## To do
Can you quote the lines below exactly, starting at the line with "Expected: for every instance of the wooden step, one" and going through the last one?

BEGIN Supplied records

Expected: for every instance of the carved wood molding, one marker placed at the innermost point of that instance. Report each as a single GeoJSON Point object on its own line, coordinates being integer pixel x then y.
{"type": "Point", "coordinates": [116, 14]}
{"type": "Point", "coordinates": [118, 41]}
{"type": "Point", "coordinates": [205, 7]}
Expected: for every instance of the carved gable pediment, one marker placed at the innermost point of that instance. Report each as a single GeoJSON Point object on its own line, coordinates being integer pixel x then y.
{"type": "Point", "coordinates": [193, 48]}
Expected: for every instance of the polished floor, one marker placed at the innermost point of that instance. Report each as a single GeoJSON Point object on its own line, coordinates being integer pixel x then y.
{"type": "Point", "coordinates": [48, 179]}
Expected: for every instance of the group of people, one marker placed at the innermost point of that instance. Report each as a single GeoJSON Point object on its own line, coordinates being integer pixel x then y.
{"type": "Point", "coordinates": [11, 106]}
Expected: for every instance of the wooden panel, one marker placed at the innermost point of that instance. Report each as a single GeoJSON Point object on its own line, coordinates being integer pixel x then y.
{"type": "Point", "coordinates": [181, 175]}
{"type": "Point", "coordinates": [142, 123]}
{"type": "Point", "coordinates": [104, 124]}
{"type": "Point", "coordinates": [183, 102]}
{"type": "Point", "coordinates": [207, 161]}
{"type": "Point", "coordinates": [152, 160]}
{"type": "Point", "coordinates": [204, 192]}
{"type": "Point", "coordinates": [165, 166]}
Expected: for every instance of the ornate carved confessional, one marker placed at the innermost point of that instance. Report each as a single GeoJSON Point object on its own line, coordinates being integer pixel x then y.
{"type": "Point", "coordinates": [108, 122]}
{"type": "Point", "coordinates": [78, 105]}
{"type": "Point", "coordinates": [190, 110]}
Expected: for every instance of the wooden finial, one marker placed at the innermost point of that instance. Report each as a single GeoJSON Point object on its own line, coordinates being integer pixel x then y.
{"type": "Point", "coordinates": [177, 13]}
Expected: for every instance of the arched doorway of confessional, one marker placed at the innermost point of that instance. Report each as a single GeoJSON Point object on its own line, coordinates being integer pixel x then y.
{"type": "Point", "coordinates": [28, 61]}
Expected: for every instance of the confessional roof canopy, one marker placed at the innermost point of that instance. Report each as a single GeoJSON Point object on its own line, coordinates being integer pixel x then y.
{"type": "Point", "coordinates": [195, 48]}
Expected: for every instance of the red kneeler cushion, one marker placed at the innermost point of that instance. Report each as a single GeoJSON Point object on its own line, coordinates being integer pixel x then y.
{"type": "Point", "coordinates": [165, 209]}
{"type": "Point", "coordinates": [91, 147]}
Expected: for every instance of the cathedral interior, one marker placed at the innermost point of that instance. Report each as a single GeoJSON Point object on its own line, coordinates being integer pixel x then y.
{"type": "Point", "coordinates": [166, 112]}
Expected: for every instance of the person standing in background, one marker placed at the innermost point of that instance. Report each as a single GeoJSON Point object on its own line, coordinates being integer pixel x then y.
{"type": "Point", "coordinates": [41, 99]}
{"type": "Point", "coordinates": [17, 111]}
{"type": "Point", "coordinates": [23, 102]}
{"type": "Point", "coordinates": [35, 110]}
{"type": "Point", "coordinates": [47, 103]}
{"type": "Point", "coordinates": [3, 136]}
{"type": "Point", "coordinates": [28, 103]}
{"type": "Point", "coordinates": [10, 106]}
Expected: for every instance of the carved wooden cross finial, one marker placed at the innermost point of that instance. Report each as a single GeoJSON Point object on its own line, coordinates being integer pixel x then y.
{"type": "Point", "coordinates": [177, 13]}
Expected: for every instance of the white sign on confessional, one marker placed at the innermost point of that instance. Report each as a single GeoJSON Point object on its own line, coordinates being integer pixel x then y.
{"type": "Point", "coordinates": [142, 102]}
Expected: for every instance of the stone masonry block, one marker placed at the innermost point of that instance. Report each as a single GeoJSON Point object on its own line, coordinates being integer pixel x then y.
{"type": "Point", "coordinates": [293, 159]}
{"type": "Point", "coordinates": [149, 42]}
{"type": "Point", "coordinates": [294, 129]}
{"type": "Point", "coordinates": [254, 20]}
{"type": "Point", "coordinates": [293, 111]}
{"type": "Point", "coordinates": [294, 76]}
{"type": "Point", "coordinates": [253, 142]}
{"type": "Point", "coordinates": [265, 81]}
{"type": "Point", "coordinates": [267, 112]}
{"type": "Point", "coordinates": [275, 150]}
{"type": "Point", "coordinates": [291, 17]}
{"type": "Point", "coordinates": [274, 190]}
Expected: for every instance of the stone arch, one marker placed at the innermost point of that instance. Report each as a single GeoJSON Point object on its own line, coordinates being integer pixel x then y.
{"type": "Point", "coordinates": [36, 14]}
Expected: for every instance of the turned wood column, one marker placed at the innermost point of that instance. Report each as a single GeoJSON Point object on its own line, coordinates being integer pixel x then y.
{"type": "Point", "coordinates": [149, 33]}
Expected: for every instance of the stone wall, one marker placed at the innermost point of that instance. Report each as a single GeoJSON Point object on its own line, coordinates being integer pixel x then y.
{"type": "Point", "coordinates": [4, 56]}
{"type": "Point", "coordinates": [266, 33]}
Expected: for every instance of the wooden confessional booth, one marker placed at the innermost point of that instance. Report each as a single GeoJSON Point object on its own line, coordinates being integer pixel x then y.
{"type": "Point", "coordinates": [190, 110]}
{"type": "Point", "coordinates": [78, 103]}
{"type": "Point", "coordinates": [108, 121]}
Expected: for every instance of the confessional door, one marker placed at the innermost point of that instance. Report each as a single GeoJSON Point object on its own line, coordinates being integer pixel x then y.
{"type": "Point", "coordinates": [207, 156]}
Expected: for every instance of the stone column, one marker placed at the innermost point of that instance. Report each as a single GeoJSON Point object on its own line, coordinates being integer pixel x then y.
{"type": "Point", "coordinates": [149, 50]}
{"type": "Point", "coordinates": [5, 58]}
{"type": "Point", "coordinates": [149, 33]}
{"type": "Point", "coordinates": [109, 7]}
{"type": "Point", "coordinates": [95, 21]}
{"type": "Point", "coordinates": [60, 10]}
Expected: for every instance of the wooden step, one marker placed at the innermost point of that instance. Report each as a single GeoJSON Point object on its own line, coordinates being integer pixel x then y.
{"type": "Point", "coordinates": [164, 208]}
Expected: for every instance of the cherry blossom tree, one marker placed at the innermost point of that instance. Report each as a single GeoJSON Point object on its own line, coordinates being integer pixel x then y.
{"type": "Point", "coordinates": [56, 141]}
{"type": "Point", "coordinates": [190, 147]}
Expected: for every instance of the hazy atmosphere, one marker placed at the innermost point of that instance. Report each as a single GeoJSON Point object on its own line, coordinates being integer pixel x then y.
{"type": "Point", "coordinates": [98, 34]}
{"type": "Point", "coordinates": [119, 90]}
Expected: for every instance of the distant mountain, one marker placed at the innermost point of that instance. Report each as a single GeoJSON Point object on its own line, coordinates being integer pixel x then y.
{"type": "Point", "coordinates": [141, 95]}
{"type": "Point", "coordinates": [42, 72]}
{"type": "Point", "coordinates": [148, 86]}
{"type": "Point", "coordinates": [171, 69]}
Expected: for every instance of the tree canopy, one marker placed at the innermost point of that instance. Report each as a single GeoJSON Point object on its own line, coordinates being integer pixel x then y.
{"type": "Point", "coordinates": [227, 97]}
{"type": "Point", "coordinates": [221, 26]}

END Supplied records

## Worked answer
Expected: for every instance of the wooden step, one marker placed at the innermost point of that instance. Report each as a single GeoJSON Point object on its own line, coordinates being integer pixel x then y.
{"type": "Point", "coordinates": [164, 208]}
Expected: for every instance of the cherry blossom tree, one marker placed at the innermost point of that instance. Report each as a single GeoJSON Point object on its own line, coordinates being integer pixel x then y.
{"type": "Point", "coordinates": [56, 141]}
{"type": "Point", "coordinates": [190, 147]}
Expected: for every instance of the hazy atmosphere, one marker placed at the innermost point of that instance. Report each as a single GeoJSON Point object on its own line, coordinates being integer pixel x then y.
{"type": "Point", "coordinates": [98, 34]}
{"type": "Point", "coordinates": [119, 90]}
Expected: for every instance of the distant mountain, one marker placed at the innermost point of that instance. Report each as a single GeoJSON Point object on its own line, coordinates being integer pixel x then y.
{"type": "Point", "coordinates": [141, 95]}
{"type": "Point", "coordinates": [42, 72]}
{"type": "Point", "coordinates": [148, 86]}
{"type": "Point", "coordinates": [171, 69]}
Expected: for every instance of the tree canopy, one marker placed at the innermost point of that instance. Report each as a single GeoJSON Point object on its own line, coordinates being integer pixel x then y.
{"type": "Point", "coordinates": [227, 97]}
{"type": "Point", "coordinates": [221, 26]}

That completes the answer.